* start *

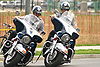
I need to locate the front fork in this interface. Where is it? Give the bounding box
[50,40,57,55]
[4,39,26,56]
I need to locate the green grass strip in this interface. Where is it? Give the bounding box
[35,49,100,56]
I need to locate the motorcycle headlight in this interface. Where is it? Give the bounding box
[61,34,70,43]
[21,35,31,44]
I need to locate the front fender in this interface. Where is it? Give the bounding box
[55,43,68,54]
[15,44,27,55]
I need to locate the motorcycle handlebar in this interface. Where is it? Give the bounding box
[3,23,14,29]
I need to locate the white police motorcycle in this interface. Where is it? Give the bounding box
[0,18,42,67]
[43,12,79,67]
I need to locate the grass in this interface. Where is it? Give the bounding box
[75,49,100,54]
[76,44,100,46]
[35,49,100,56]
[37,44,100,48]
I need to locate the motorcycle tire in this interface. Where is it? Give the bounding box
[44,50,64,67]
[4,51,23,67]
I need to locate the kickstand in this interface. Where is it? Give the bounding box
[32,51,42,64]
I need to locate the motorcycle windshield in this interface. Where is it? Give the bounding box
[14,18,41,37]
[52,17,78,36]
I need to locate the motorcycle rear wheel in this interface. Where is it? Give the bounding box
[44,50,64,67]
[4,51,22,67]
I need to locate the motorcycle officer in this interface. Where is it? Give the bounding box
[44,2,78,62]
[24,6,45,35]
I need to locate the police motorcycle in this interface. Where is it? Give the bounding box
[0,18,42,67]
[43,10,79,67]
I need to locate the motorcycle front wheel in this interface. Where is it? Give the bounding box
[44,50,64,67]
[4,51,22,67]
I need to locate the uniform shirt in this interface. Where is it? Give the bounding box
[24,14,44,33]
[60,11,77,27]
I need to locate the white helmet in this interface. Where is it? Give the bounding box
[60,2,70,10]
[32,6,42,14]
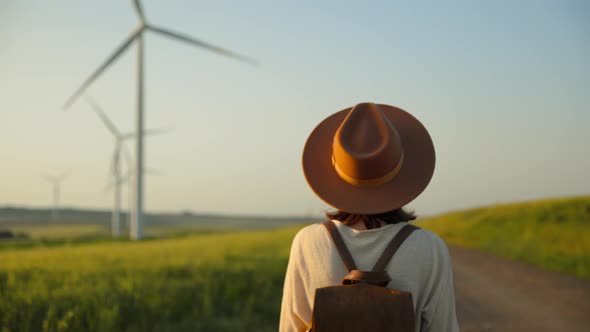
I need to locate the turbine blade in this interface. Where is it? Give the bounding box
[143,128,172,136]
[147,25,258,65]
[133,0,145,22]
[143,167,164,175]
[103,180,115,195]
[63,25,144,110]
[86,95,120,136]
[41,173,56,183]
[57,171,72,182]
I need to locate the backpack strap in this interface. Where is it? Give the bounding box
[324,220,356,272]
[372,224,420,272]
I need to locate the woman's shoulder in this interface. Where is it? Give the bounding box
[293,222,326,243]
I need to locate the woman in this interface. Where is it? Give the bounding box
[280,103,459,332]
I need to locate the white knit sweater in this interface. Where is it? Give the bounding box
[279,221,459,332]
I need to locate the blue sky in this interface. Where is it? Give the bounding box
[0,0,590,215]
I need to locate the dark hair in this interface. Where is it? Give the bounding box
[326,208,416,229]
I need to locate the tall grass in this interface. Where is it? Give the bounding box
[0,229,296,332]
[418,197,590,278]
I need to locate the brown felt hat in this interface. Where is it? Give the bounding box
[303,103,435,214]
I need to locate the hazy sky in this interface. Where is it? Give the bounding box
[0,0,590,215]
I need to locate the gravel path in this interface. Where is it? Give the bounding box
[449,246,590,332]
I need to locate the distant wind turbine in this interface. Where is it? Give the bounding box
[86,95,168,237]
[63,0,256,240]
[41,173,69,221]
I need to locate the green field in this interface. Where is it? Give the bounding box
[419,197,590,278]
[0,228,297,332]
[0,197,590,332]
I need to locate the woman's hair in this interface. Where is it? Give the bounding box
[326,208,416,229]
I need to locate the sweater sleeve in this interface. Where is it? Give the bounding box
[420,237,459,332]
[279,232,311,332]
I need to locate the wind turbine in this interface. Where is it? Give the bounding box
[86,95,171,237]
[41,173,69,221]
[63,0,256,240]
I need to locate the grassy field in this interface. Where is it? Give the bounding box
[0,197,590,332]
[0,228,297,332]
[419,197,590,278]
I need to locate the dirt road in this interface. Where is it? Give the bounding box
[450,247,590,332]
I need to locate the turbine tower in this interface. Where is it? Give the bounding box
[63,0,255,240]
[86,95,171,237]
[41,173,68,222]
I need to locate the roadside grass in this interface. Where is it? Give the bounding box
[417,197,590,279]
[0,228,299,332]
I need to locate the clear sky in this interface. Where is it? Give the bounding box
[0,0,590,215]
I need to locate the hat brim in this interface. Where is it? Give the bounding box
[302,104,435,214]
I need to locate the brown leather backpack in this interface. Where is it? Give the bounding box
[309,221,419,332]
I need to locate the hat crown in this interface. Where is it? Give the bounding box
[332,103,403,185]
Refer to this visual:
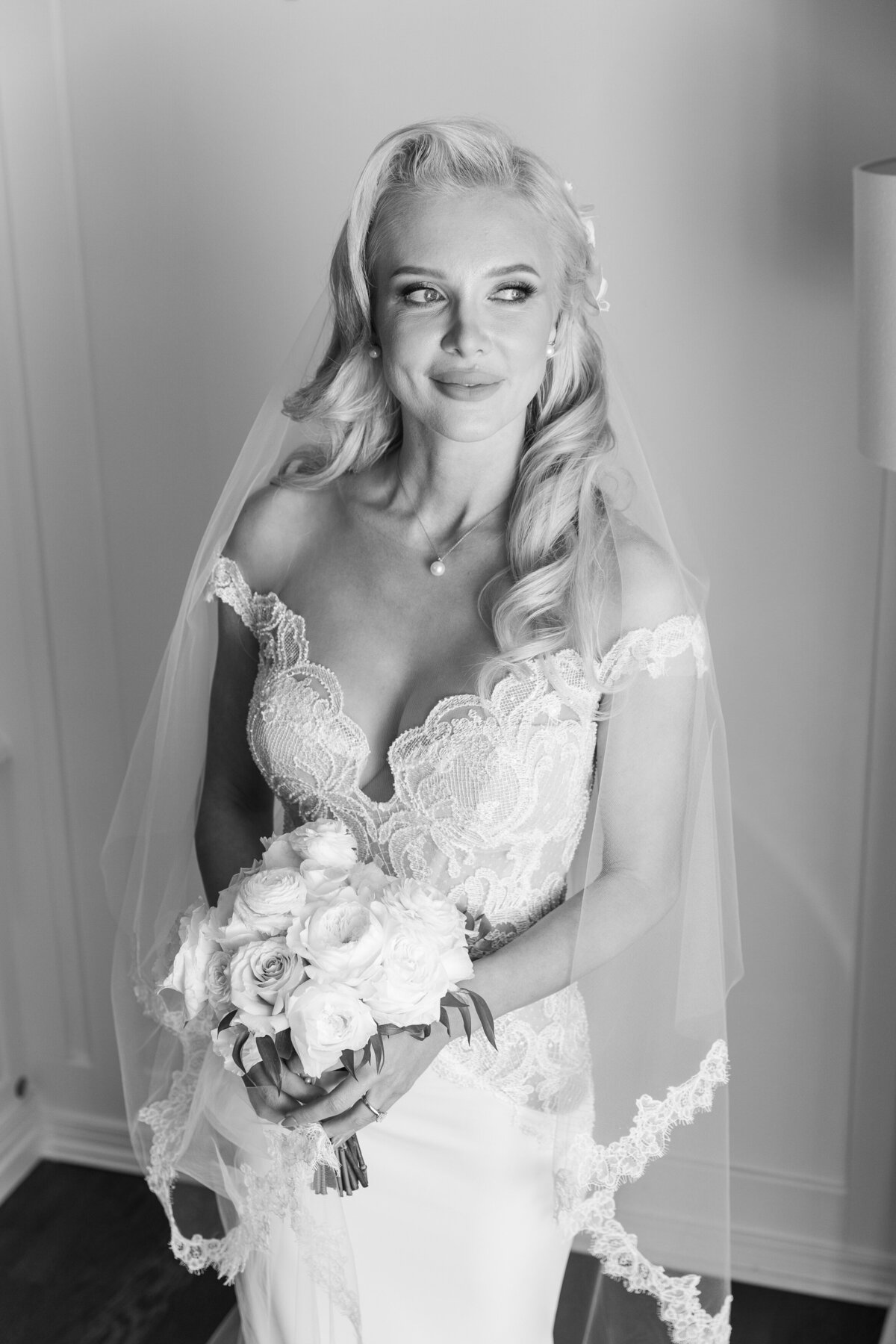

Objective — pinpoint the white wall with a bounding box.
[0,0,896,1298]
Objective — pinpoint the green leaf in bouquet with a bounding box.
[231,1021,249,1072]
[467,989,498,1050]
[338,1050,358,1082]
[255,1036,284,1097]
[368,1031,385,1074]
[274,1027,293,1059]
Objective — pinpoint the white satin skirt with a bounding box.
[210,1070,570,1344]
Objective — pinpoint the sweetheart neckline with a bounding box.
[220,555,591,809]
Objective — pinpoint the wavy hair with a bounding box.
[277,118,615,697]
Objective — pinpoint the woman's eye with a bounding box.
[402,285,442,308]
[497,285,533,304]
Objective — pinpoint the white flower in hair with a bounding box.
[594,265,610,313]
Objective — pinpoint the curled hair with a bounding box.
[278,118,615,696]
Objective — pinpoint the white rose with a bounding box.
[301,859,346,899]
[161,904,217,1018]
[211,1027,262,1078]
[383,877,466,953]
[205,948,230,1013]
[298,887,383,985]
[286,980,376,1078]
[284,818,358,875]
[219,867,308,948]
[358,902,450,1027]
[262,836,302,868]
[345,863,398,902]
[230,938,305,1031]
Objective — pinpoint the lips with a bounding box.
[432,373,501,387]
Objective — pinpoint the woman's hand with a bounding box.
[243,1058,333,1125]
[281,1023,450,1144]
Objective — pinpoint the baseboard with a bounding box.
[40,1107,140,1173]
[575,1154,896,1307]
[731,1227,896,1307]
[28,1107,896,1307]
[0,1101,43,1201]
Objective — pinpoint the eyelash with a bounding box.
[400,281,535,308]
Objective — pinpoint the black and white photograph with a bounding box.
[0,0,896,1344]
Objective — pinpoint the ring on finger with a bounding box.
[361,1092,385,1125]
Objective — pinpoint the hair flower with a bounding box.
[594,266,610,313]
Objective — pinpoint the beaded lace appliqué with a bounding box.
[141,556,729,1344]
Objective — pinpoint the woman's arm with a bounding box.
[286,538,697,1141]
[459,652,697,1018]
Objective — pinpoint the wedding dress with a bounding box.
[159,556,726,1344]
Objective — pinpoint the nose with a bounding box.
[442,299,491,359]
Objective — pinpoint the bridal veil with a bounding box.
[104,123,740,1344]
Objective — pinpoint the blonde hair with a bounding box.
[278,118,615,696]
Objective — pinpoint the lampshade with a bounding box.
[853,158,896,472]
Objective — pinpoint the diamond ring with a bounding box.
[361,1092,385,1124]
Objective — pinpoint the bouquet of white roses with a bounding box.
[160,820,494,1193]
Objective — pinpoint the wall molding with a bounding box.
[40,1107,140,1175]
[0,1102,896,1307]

* end *

-- TASK DETAILS --
Copy all of the material above word for word, leaving the pictures out.

-- RESULT OF THIS TASK --
I need to locate the front fork in this interface. Where is it? Give the bounding box
[50,40,57,55]
[4,39,26,56]
I need to locate the green grass strip in this interface. Where is it? Give the bounding box
[35,49,100,56]
I need to locate the motorcycle headlight in this interface. Where is it? Give the bounding box
[61,34,70,43]
[21,35,31,44]
I need to locate the front fender in this interface. Where is it? Give the bounding box
[55,43,68,54]
[15,44,27,55]
I need to locate the motorcycle handlebar in this interface. Where is it? Give the bounding box
[3,23,14,29]
I need to locate the white police motorcycle in this interface. Where is it? Give the bounding box
[0,18,42,67]
[43,12,79,67]
I need to locate the grass in this interface. Where is it? Give the bounding box
[75,49,100,54]
[76,44,100,46]
[35,49,100,56]
[37,44,100,48]
I need to locate the motorcycle tire in this interface. Where is it? Give the bounding box
[44,50,64,67]
[4,51,23,67]
I need to locate the kickstand in this interface. Where is it? Give the bounding box
[32,51,42,64]
I need to locate the motorcycle windshield in this interface. Where is it? Give the bounding box
[14,18,41,37]
[52,17,78,36]
I need to locate the motorcycle rear wheel in this interface. Where is it? Give the bounding box
[44,50,64,67]
[4,51,22,67]
I need to locate the motorcycle officer in this interface. Where is it? Give the bounding box
[44,2,78,62]
[24,6,45,35]
I need to locate the police motorcycle in this interface. Where is it? Give the bounding box
[0,18,42,67]
[43,10,79,67]
I need to locate the motorcycle front wheel in this interface. Where is it? Give the bounding box
[44,50,64,67]
[4,51,22,67]
I need to locate the uniform shirt in this interface. Where is it? Give the bounding box
[24,14,44,33]
[60,11,77,27]
I need to locate the white helmet in this interface. Where is it? Give the bounding box
[60,2,70,10]
[32,6,42,14]
I need to locate the turbine blade in this interface. Where is it? Give the bounding box
[143,128,172,136]
[147,25,258,65]
[133,0,145,22]
[143,167,164,175]
[103,180,115,195]
[63,25,144,110]
[86,95,120,136]
[41,173,56,183]
[57,171,72,182]
I need to locate the backpack strap in this interface. Where is it? Give the bounding box
[324,220,356,272]
[372,224,420,272]
I need to locate the woman's shoulder in this interface. Where is it? Give the bounding box
[293,222,326,243]
I need to locate the woman in this interface. Where is it? Give the bounding box
[280,103,459,332]
I need to locate the white knit sweater in this interface. Where is it? Give the bounding box
[279,221,459,332]
I need to locate the blue sky in this interface. Where is it? Give the bounding box
[0,0,590,215]
I need to locate the dark hair in this interface. Where is it? Give the bounding box
[326,208,416,229]
I need to locate the tall grass in this interface. Where is it? Give the bounding box
[0,229,296,332]
[418,197,590,278]
I need to locate the brown felt hat in this interface. Where is it? Give the bounding box
[303,103,435,214]
I need to locate the hazy sky in this interface. Where is it? Give the bounding box
[0,0,590,215]
I need to locate the gravel path in this interface. Where is it? Give the bounding box
[449,246,590,332]
I need to locate the distant wind turbine in this interface. Where is it? Give the bounding box
[86,95,168,237]
[63,0,256,240]
[41,173,69,221]
I need to locate the green field in this interface. Where is it? Give the bounding box
[419,197,590,278]
[0,228,297,332]
[0,197,590,332]
I need to locate the woman's hair in this interface. Where is it? Give the bounding box
[326,208,416,229]
I need to locate the sweater sleeve in this interface. Where is it? Give the bounding box
[420,237,459,332]
[279,232,311,332]
I need to locate the wind turbine in this interface. Where is it? Give the bounding box
[86,95,171,237]
[41,173,69,221]
[63,0,256,240]
I need to locate the grassy field in this interface. Where is it? Give the bounding box
[0,197,590,332]
[0,228,297,332]
[419,197,590,278]
I need to locate the dirt road in this interface. Where is it? Give the bounding box
[450,247,590,332]
I need to locate the turbine tower in this interface. Where is it? Give the bounding box
[63,0,255,240]
[86,95,171,237]
[41,173,68,222]
I need to locate the roadside grass in this interface. Where is it? Give the bounding box
[417,197,590,279]
[0,228,299,332]
I need to locate the clear sky in this interface. Where is it? Give the bounding box
[0,0,590,215]
I need to locate the hat brim in this interface. Where is it? Give the bounding box
[302,104,435,214]
I need to locate the brown leather backpack in this interface. Where is it? Give the bounding box
[309,221,419,332]
I need to locate the hat crown in this interface. Where is it? Give the bounding box
[332,103,403,185]
Refer to this visual:

Objective — pinpoint the white wall with a bounding box.
[0,0,896,1298]
Objective — pinpoint the green leaf in bouquet with a bounding box.
[231,1021,249,1072]
[467,989,498,1050]
[338,1050,358,1082]
[255,1036,284,1097]
[368,1031,385,1074]
[274,1027,293,1059]
Objective — pinpoint the white satin skirt with a bounding box.
[210,1070,570,1344]
Objective — pinpoint the sweetheart neckline with a bounding box.
[220,555,591,809]
Objective — pinpoint the wavy hair with a bounding box.
[277,118,615,697]
Objective — pinpoint the woman's eye with a bounding box.
[402,285,442,308]
[497,285,533,304]
Objective — pinpoint the white flower in hair with a bounding box.
[594,265,610,313]
Objective — pinpoint the curled hair with a bounding box.
[278,118,615,696]
Objective — pinpoint the white rose with a bounding box.
[301,859,346,899]
[161,904,217,1018]
[211,1027,262,1078]
[383,877,466,953]
[205,948,230,1013]
[298,887,383,985]
[286,980,376,1078]
[284,818,358,875]
[219,867,308,948]
[358,902,450,1027]
[262,836,302,868]
[345,863,398,902]
[230,938,305,1031]
Objective — pinpoint the lips with a bounding box.
[432,373,501,387]
Objective — pinpoint the woman's hand with a bounding box.
[243,1058,333,1125]
[281,1023,450,1144]
Objective — pinpoint the baseboard with a bounding box.
[40,1107,140,1173]
[575,1154,896,1307]
[731,1227,896,1307]
[28,1107,896,1307]
[0,1101,43,1201]
Objective — pinpoint the eyelash with a bounding box.
[400,281,535,308]
Objective — pinpoint the black and white photograph with a bounding box.
[0,0,896,1344]
Objective — pinpoint the ring on finger with a bounding box.
[361,1092,385,1125]
Objective — pinpoint the hair flower with a bounding box.
[594,266,610,313]
Objective — pinpoint the beaded lace appliqué with a bounding box.
[141,556,729,1344]
Objective — pinpoint the woman's arm with a bounding box.
[286,538,697,1141]
[459,652,697,1018]
Objective — pinpoint the wedding dress with a bounding box.
[159,556,726,1344]
Objective — pinpoint the nose with a bounding box.
[442,299,491,359]
Objective — pinpoint the bridal veil with a bounding box.
[104,123,740,1344]
Objective — pinpoint the blonde hair with a bounding box.
[278,118,615,696]
Objective — pinpoint the lampshade with a bounding box.
[853,158,896,472]
Objective — pinpoint the diamond ring with a bounding box.
[361,1092,385,1124]
Objective — pinpoint the bouquet of white roses with a bounding box.
[160,820,494,1193]
Objective — pinpoint the wall molding with a bounding box.
[40,1107,140,1175]
[0,1102,896,1307]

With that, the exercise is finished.